> **What you need to do**: Skip the images and repeat every entry word for word.

- - - - -

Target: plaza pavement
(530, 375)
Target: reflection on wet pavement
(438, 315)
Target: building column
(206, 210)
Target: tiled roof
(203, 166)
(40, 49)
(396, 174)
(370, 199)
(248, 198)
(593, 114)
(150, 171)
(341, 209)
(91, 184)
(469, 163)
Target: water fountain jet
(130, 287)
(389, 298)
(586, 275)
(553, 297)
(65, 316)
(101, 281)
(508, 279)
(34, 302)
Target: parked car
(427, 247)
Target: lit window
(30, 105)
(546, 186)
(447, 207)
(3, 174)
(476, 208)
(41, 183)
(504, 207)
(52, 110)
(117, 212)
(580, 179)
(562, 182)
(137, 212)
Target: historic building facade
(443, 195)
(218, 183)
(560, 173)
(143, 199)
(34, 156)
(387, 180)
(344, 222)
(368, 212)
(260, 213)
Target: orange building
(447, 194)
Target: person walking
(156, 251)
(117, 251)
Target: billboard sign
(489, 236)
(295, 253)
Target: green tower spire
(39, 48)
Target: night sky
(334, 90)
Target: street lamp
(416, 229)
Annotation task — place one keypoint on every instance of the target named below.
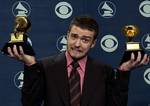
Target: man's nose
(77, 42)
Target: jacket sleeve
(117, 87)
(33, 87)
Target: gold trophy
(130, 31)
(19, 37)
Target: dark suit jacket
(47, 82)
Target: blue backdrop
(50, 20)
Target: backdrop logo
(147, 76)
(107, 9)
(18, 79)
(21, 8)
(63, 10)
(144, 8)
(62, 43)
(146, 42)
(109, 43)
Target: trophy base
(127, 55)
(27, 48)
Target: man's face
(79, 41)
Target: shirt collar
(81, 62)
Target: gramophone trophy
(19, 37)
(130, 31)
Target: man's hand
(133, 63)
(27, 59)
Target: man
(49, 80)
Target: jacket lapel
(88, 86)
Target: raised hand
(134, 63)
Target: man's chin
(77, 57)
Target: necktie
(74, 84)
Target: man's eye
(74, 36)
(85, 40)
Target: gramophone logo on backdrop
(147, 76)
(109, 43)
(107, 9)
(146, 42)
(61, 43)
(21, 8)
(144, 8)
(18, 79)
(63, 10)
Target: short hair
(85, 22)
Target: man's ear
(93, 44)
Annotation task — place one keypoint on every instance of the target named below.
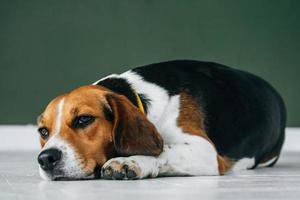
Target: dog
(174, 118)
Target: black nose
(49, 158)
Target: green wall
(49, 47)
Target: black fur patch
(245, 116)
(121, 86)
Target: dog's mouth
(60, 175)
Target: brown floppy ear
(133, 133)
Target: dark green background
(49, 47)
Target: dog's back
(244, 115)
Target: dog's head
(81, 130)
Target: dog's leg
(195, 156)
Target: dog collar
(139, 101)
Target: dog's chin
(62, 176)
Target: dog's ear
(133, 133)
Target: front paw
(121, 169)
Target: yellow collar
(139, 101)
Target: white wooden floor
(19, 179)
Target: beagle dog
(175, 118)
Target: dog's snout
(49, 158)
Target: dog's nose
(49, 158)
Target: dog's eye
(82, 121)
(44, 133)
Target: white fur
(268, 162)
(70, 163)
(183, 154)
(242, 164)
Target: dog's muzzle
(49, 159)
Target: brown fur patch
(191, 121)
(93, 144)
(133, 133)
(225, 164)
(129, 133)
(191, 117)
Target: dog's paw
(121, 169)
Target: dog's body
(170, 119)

- - - - -

> **Solution below**:
Target: plaza pavement
(530, 375)
Target: reflection on wet pavement
(438, 315)
Target: building column
(206, 210)
Target: tiled roof
(203, 166)
(40, 49)
(396, 174)
(370, 199)
(248, 198)
(593, 114)
(150, 171)
(341, 209)
(91, 184)
(469, 163)
Target: water fountain jet
(130, 287)
(389, 298)
(586, 275)
(553, 297)
(65, 316)
(101, 281)
(508, 279)
(34, 302)
Target: parked car
(427, 247)
Target: lit window
(30, 105)
(546, 186)
(447, 207)
(3, 174)
(476, 208)
(41, 183)
(504, 207)
(52, 110)
(117, 212)
(580, 179)
(562, 182)
(137, 212)
Target: historic building facade
(443, 195)
(218, 183)
(560, 173)
(143, 199)
(34, 156)
(387, 180)
(344, 222)
(368, 212)
(260, 213)
Target: orange building
(447, 194)
Target: person walking
(156, 251)
(117, 251)
Target: billboard sign
(489, 236)
(295, 253)
Target: green tower spire
(39, 48)
Target: night sky
(334, 90)
Target: street lamp
(416, 229)
Annotation task — place one keypoint on every instance of the target named below.
Target: man's nose
(77, 42)
Target: jacket sleeve
(117, 87)
(33, 87)
Target: gold trophy
(130, 31)
(19, 37)
Target: dark suit jacket
(47, 82)
Target: blue backdrop
(50, 20)
Target: backdrop logo
(147, 76)
(107, 9)
(18, 79)
(21, 8)
(63, 10)
(144, 8)
(62, 43)
(146, 42)
(109, 43)
Target: trophy base
(127, 55)
(27, 48)
Target: man's face
(79, 41)
Target: shirt collar
(81, 62)
Target: gramophone trophy
(19, 37)
(130, 31)
Target: man's hand
(133, 63)
(27, 59)
Target: man
(49, 80)
Target: jacket lapel
(88, 86)
Target: raised hand
(134, 63)
Target: man's chin
(77, 57)
Target: necktie
(74, 84)
Target: man's eye
(74, 36)
(85, 40)
Target: gramophone logo on backdrop
(147, 76)
(109, 43)
(107, 9)
(146, 42)
(61, 43)
(21, 8)
(144, 8)
(18, 79)
(63, 10)
Target: short hair
(85, 22)
Target: man's ear
(93, 44)
Annotation task — place one keypoint on every instance of the target named below.
Target: dog
(174, 118)
Target: black nose
(49, 158)
Target: green wall
(49, 47)
Target: black fur patch
(245, 116)
(121, 86)
Target: dog's mouth
(60, 175)
Target: brown floppy ear
(133, 133)
Target: dark green background
(49, 47)
Target: dog's back
(244, 115)
Target: dog's head
(81, 130)
Target: dog's leg
(195, 156)
Target: dog collar
(139, 101)
Target: dog's chin
(62, 176)
Target: dog's ear
(133, 133)
Target: front paw
(121, 169)
Target: yellow collar
(139, 101)
Target: white wooden floor
(19, 179)
Target: beagle dog
(175, 118)
Target: dog's snout
(49, 158)
Target: dog's nose
(49, 158)
Target: dog's eye
(82, 121)
(44, 133)
Target: white fur
(268, 162)
(70, 163)
(183, 154)
(242, 164)
Target: dog's muzzle
(49, 159)
Target: brown fur patch
(191, 121)
(93, 144)
(133, 133)
(225, 164)
(129, 133)
(191, 117)
Target: dog's paw
(121, 169)
Target: dog's body
(170, 119)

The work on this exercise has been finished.